All of the data must be printed exactly; please include every line.

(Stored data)
╔══

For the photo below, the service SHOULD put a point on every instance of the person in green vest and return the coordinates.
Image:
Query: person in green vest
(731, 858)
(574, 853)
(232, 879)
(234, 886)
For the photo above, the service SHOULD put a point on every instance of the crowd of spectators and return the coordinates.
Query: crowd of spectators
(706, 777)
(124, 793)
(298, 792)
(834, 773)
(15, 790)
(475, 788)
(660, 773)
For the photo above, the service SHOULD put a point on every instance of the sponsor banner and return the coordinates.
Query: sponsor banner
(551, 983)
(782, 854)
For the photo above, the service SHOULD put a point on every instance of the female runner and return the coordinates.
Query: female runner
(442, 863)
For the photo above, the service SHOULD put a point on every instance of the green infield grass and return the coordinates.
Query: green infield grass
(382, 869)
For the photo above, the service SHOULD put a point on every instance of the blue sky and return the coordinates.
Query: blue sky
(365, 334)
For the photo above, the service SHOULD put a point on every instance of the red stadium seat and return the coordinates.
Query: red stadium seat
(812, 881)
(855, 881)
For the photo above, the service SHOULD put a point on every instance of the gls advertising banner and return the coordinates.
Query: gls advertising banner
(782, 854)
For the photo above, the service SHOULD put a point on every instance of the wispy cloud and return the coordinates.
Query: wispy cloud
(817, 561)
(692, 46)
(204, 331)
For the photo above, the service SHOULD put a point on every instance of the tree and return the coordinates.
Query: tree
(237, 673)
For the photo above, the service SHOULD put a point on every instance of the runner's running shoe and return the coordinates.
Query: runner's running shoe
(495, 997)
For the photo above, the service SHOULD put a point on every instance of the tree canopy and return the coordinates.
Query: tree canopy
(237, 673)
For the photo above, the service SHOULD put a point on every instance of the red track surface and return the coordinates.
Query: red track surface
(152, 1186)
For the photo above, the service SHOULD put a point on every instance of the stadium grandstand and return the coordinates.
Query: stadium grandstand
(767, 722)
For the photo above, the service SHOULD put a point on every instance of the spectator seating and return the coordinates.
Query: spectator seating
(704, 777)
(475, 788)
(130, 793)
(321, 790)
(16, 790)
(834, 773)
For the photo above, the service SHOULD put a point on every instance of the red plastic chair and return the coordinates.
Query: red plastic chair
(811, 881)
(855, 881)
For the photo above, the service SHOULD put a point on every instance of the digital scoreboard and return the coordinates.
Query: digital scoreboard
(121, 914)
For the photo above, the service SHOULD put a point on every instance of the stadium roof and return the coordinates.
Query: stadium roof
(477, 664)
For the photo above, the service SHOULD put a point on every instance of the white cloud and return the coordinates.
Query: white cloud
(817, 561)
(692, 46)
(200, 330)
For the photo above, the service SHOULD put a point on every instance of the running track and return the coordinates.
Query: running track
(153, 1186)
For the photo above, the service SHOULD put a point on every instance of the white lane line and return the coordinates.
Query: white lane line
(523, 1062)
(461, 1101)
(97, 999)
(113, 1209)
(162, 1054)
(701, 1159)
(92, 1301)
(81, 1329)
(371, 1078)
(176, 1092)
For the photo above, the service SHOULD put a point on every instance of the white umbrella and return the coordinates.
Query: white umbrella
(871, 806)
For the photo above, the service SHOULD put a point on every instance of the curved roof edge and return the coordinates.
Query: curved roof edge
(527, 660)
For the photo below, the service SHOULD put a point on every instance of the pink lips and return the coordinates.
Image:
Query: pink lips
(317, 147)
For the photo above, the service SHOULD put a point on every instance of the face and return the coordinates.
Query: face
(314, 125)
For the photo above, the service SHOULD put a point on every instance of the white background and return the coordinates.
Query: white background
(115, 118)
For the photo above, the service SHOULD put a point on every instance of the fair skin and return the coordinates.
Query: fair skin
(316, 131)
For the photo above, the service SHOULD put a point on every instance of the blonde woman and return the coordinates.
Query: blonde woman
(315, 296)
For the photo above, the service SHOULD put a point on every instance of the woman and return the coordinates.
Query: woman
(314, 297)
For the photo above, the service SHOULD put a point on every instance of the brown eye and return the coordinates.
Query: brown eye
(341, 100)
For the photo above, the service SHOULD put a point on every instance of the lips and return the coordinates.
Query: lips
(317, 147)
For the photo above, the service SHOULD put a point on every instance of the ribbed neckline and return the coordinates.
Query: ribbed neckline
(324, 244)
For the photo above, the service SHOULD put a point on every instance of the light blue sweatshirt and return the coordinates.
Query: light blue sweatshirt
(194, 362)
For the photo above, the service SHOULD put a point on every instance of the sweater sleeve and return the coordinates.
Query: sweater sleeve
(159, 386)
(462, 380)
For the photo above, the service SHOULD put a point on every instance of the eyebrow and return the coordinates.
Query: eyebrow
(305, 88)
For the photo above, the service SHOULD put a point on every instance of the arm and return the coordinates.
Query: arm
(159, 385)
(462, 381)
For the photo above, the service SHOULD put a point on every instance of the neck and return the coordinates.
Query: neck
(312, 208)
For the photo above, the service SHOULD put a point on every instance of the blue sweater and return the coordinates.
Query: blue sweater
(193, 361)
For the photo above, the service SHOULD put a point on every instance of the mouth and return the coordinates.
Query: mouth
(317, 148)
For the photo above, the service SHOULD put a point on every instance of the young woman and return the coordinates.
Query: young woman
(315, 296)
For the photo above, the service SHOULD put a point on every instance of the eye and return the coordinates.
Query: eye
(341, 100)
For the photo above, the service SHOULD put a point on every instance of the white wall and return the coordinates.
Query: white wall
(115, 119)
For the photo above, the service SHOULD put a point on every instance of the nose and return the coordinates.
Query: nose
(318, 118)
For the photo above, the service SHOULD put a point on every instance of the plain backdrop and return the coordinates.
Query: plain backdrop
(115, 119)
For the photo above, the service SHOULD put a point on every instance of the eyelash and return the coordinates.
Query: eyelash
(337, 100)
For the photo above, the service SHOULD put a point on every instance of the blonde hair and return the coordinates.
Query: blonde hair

╚══

Solution to the problem:
For the photo below, the service SHOULD put a point on every instance of the person in green vest and return the coordinates.
Image:
Query: person in green vest
(731, 858)
(574, 853)
(232, 879)
(234, 886)
For the photo above, the service SHOULD put a point on every instance of the crowd of spectators and return the coordinates.
Query: crowd of spectators
(706, 777)
(124, 793)
(298, 792)
(834, 773)
(15, 790)
(475, 788)
(660, 773)
For the photo above, the service SHOULD put a point on every instance of the sponsor banner and return the coordinates.
Query: sponsor banner
(551, 983)
(782, 854)
For the photo above, the service SHOULD put a point on every instance of the female runner and return the coordinates.
Query: female runner
(442, 863)
For the photo above, the service SHOULD put a point on every instance of the green infield grass and return the coordinates.
Query: green infield grass
(382, 869)
For the photo above, the service SHOULD put a point on every instance of the blue sky and return the coordinates.
Query: blue sky
(365, 334)
For the photo above, the service SHOULD put a point on every instance of the red stadium seat and return the coordinates.
Query: red stadium seat
(812, 881)
(855, 881)
For the photo above, the service SHOULD put a point on every instance of the gls advertising banner and return the coordinates.
Query: gls advertising banner
(782, 854)
For the photo above, the service SHOULD put a point on every instance of the wispy cloud and return the coordinates.
Query: wispy cloud
(817, 561)
(692, 46)
(204, 331)
For the photo above, the service SHOULD put a point on every instance of the tree and return the coordinates.
Query: tree
(237, 673)
For the photo above, the service SHOULD put a point on every instance of the runner's running shoe and return the coordinates.
Query: runner's running shoe
(495, 997)
For the photo above, the service SHOULD put a point on every instance of the tree canopy and return the coordinates.
Query: tree canopy
(237, 673)
For the photo above, the service SHOULD put a point on every instance of the red track surface and return the coordinates.
Query: red track surface
(152, 1186)
For the photo above, the service SHOULD put a point on every instance of the stadium grandstand and return the coordinates.
Query: stadium grandstand
(767, 722)
For the photo above, the service SHOULD put a point on every instance of the spectator seating and return the coordinates.
Query: spectator seating
(704, 777)
(475, 788)
(130, 793)
(321, 790)
(16, 790)
(834, 773)
For the photo above, the service SHOULD put a point on every instance of the red plastic chair and return the coordinates.
Query: red plastic chair
(811, 881)
(855, 881)
For the photo above, the service SHOULD put a point on every instance of the digital scoreboard and return the coordinates.
Query: digital scoreboard
(121, 914)
For the photo above, the service SHOULD put a point on every instance of the stadium roof and return the coordinates.
Query: stadium roof
(477, 664)
For the photo above, the service SHOULD put a point on every instance of the white cloud and return the coordinates.
Query: white cloud
(817, 561)
(692, 46)
(200, 330)
For the photo above, the service SHOULD put a point on every instance of the running track and return the coordinates.
Query: running track
(153, 1186)
For the photo above, the service SHOULD put a point on every instance of the white lane line and return the coordinates.
Query: white lane line
(523, 1062)
(461, 1101)
(97, 999)
(113, 1209)
(162, 1054)
(701, 1159)
(92, 1301)
(81, 1329)
(371, 1078)
(176, 1092)
For the photo above, the service SHOULD put a point on every instance of the white umbrella and return the coordinates.
Query: white umbrella
(871, 806)
For the photo above, the service SHOULD put a point on every instance of the curved roof edge and return the coordinates.
Query: curved roof edge
(527, 660)
For the photo below, the service SHOULD put a point on every instance of the pink lips and return the coordinates.
Image:
Query: pink lips
(317, 147)
For the photo above, the service SHOULD put a point on every instance of the face and return the coordinates.
Query: face
(314, 125)
For the photo above, the service SHOULD put a point on every instance of the white background and return the coordinates.
Query: white background
(115, 118)
For the photo above, the service SHOULD put a point on every instance of the fair skin and return the coordinates.
Query: fair skin
(316, 131)
For the photo above, the service SHOULD put a point on every instance of the blonde woman and return the coordinates.
Query: blonde woman
(315, 296)
For the photo above, the service SHOULD put a point on every instance of the woman and return the coordinates.
Query: woman
(314, 297)
For the photo above, the service SHOULD put a point on every instance of the brown eye and return the coordinates.
Query: brown eye
(341, 100)
For the photo above, the service SHOULD put a point on every instance of the lips and return the coordinates.
Query: lips
(317, 147)
For the photo above, the service SHOULD put a point on every instance of the ribbed neckline and return the coordinates.
Query: ribbed neckline
(324, 244)
For the photo above, the service SHOULD put a point on every instance of the light blue sweatshirt and return the coordinates.
Query: light blue sweatshirt
(194, 362)
For the photo above, the service SHOULD put a point on every instance of the sweater sleeve and return the coordinates.
Query: sweater sleeve
(159, 386)
(462, 380)
For the photo above, the service SHOULD put a point on every instance of the eyebrow and return the coordinates.
Query: eyebrow
(305, 88)
For the photo above, the service SHOULD put a point on every instance of the arm and return the coordinates.
Query: arm
(159, 385)
(462, 381)
For the photo above, the service SHOULD put a point on every instance of the neck and return the coordinates.
Query: neck
(312, 208)
For the photo above, the service SHOULD put a point on every instance of the blue sweater and return the coordinates.
Query: blue sweater
(193, 361)
For the photo above, the service SHOULD put a point on every instance of the mouth and return the coordinates.
Query: mouth
(317, 148)
For the photo above, the service SHOULD put a point on every instance of the young woman and return the coordinates.
Query: young woman
(315, 296)
For the photo above, the service SHOULD put a point on every instance of the eye and return the coordinates.
Query: eye
(341, 100)
For the photo above, the service SHOULD put a point on every instance of the white wall and return the coordinates.
Query: white wall
(115, 119)
For the photo above, the service SHOULD put a point on every instance of the nose and return the coordinates.
Query: nose
(318, 118)
For the photo above, the service SHOULD put a point on every instance of the plain backdrop and return the coordinates.
Query: plain backdrop
(115, 119)
For the photo above, the service SHOULD put a point on every instance of the eyelash and return the coordinates.
Query: eyelash
(337, 100)
For the photo above, the service SHOULD put a point on every instance of the blonde hair and return the coordinates.
Query: blonde hair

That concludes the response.